Exercise:
Please copy, exactly as they appear below, the lines from the one containing "spot the treeline." through the one containing "spot the rottweiler.".

Natural-language object grounding data:

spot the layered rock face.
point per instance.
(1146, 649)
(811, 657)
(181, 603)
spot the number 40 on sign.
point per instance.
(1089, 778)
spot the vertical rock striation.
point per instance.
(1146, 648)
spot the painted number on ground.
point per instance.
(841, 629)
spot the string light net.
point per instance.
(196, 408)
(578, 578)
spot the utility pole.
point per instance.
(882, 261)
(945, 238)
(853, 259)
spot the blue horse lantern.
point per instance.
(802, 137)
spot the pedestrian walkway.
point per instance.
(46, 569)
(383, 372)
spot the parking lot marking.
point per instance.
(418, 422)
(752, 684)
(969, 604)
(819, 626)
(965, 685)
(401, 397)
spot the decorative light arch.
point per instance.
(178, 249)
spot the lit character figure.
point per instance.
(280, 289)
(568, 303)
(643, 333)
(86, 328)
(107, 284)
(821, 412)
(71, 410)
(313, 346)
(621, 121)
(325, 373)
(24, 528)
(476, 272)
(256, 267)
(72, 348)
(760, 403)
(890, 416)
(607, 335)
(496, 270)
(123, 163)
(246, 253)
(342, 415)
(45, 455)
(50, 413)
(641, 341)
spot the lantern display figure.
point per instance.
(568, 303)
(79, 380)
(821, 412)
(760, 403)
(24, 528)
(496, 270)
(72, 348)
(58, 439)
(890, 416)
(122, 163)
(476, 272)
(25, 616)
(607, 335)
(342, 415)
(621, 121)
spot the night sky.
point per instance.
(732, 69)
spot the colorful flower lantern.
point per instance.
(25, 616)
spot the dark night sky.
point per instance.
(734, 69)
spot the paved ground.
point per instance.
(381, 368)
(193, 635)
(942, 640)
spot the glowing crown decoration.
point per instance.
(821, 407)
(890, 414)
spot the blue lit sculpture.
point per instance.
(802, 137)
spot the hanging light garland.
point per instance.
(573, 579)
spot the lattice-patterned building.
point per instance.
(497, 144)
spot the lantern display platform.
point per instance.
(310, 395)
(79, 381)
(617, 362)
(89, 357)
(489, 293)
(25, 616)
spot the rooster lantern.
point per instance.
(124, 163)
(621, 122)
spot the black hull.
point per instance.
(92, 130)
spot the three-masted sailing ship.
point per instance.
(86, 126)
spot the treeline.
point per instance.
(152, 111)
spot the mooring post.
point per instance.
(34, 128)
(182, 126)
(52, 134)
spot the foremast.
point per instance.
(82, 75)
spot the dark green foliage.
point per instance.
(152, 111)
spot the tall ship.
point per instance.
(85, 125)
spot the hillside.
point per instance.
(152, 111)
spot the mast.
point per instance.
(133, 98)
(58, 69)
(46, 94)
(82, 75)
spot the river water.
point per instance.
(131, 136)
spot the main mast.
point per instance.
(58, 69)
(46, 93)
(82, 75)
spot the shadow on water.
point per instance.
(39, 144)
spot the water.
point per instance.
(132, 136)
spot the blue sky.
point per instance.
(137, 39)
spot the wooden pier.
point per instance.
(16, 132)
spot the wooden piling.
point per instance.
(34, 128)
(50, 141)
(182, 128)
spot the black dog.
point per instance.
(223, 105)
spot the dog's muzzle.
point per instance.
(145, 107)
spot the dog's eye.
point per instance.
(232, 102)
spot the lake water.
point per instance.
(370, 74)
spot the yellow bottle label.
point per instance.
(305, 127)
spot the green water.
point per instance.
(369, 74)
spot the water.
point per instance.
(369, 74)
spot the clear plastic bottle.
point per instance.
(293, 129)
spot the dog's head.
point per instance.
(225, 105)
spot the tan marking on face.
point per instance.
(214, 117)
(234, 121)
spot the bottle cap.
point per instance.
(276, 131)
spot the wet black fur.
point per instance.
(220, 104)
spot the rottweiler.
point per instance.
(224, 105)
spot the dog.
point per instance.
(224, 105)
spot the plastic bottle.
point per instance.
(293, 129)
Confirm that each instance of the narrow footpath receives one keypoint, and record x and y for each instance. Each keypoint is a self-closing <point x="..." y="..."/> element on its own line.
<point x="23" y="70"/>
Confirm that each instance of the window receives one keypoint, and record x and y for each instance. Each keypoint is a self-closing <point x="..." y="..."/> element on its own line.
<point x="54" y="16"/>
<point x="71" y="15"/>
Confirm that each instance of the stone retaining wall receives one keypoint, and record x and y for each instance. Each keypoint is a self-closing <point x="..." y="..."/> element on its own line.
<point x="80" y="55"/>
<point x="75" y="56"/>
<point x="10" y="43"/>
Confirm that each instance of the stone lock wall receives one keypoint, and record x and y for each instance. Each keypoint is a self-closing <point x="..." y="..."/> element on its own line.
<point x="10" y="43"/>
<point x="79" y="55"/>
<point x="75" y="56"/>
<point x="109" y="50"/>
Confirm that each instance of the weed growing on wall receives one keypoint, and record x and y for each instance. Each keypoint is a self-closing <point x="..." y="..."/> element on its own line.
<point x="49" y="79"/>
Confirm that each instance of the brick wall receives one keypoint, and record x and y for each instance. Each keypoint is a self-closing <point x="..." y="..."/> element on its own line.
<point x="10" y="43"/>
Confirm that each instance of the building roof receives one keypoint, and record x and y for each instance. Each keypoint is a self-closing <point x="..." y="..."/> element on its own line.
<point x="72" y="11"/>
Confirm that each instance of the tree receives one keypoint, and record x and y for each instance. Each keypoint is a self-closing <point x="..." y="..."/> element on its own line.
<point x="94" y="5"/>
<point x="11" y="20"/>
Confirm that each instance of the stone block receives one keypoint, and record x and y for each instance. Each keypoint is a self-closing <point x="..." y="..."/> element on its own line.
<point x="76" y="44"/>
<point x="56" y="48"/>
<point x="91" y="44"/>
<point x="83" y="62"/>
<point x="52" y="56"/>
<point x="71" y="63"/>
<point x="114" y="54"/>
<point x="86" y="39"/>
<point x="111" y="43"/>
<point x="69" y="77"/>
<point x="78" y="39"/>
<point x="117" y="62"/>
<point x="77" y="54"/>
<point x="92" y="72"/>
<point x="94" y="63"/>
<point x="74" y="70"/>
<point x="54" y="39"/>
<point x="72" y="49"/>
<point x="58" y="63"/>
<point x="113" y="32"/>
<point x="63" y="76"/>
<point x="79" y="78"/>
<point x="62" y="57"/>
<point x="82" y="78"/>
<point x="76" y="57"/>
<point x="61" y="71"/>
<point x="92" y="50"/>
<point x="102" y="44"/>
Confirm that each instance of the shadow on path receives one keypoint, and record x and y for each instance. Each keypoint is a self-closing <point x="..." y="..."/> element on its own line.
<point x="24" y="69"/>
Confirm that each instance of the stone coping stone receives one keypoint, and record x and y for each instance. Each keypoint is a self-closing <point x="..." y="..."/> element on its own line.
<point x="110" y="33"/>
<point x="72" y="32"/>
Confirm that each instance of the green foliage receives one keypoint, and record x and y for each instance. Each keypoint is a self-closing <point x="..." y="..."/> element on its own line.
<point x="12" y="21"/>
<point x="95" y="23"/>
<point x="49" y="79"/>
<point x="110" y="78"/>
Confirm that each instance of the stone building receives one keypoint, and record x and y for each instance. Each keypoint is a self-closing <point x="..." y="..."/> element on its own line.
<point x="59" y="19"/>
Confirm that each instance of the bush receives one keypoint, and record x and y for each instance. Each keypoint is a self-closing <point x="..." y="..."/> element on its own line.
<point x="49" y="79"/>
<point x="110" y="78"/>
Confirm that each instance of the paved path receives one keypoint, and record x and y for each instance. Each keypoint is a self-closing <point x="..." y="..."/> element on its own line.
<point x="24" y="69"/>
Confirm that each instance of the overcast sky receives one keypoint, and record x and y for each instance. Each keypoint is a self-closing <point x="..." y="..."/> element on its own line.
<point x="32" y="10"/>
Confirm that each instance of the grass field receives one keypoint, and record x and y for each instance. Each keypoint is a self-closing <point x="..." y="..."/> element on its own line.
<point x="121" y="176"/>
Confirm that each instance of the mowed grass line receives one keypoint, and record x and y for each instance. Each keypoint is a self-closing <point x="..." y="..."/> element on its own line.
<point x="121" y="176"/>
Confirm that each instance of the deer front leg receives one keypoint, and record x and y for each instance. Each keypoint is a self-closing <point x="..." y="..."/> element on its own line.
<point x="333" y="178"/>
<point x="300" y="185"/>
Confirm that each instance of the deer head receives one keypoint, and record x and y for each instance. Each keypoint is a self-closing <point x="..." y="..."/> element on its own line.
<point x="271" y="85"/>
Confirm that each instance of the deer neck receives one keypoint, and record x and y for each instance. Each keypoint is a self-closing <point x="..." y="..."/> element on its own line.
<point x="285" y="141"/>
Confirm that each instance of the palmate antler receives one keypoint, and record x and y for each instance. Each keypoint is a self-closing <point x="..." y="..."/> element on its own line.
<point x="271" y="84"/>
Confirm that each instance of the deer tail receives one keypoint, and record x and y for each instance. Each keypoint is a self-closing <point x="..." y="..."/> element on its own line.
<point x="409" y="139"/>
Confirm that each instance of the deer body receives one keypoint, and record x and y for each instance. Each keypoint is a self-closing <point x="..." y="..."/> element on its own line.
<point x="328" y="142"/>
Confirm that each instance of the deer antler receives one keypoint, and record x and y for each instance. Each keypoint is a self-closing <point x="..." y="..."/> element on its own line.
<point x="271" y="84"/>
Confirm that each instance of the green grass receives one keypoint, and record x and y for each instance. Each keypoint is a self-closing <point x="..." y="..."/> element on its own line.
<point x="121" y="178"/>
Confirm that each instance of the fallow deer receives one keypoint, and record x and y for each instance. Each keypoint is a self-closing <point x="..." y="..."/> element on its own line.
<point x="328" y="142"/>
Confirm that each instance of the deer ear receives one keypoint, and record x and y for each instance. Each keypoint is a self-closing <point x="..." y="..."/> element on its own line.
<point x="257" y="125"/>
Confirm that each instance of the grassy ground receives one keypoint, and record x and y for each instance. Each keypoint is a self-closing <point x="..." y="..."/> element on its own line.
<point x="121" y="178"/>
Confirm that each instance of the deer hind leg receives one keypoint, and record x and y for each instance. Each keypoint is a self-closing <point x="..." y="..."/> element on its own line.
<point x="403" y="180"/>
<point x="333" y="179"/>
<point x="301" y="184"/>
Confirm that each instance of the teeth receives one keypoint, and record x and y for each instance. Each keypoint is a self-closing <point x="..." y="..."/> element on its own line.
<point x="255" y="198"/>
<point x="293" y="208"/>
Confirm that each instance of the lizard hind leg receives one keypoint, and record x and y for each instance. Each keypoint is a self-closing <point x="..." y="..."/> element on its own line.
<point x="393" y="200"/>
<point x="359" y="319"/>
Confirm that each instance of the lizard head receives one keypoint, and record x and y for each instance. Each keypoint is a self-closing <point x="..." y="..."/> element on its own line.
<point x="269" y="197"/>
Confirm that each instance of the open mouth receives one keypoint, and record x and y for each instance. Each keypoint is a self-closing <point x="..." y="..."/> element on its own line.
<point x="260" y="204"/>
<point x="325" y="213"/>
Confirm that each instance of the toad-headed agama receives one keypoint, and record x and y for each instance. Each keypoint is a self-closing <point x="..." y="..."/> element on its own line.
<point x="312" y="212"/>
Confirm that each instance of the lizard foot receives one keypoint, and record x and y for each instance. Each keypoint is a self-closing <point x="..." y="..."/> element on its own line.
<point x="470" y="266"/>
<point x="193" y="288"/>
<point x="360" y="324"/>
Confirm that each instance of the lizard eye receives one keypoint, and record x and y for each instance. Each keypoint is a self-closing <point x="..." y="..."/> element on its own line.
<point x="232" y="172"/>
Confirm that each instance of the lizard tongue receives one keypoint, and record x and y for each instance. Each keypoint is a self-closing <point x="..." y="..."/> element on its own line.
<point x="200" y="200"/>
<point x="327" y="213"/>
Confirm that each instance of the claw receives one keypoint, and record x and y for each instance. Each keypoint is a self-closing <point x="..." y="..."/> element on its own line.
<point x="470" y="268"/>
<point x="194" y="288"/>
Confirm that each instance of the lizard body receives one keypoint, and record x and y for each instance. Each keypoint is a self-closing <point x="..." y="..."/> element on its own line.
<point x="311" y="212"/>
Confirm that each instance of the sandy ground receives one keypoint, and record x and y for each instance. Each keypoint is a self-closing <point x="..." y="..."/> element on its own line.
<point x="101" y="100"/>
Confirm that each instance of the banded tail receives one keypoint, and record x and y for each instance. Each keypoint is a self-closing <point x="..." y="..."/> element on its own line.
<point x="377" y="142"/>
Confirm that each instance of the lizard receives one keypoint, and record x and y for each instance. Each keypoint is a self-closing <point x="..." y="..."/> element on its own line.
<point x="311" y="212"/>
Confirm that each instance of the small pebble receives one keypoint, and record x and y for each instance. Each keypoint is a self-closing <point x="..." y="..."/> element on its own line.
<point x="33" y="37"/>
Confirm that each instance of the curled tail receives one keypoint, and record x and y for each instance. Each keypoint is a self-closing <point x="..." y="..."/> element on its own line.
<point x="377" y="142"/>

Response area:
spot the treeline.
point per instance.
(152, 111)
spot the mooring post.
point per instance.
(34, 128)
(182, 126)
(52, 134)
spot the foremast.
point per instance.
(82, 75)
spot the dark green foliage.
point per instance.
(152, 111)
spot the tall ship.
point per instance.
(85, 125)
spot the hillside.
point per instance.
(152, 111)
spot the mast.
point per instance.
(133, 98)
(58, 69)
(46, 94)
(82, 75)
spot the river water.
point per instance.
(131, 136)
spot the main mast.
point per instance.
(58, 69)
(46, 93)
(82, 75)
spot the shadow on water.
point per instance.
(39, 144)
spot the water.
point per instance.
(132, 136)
spot the blue sky.
point per instance.
(137, 39)
spot the wooden pier.
point per instance.
(16, 132)
spot the wooden piling.
point per instance.
(34, 128)
(50, 141)
(182, 128)
spot the black dog.
point per instance.
(223, 105)
spot the dog's muzzle.
point per instance.
(145, 107)
spot the dog's eye.
point per instance.
(232, 102)
spot the lake water.
point per instance.
(370, 74)
spot the yellow bottle label.
point per instance.
(305, 127)
spot the green water.
point per instance.
(369, 74)
spot the water.
point per instance.
(369, 74)
spot the clear plastic bottle.
point per instance.
(293, 129)
spot the dog's head.
point per instance.
(225, 105)
spot the tan marking on face.
point per instance.
(214, 117)
(234, 121)
spot the bottle cap.
point per instance.
(276, 131)
spot the wet black fur.
point per instance.
(220, 104)
spot the rottweiler.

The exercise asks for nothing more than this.